Saved data entries
________

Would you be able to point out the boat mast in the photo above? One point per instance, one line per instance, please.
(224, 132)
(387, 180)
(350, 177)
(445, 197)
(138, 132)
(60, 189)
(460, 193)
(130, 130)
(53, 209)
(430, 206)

________

### TASK INSTRUCTIONS
The records above must be transcribed line for line, exactly.

### TASK OUTPUT
Would you be able to point out the boat mast in the photo above? One point per instance, one line per instance, please.
(224, 132)
(387, 180)
(350, 177)
(445, 197)
(138, 132)
(60, 189)
(460, 193)
(130, 130)
(53, 209)
(430, 206)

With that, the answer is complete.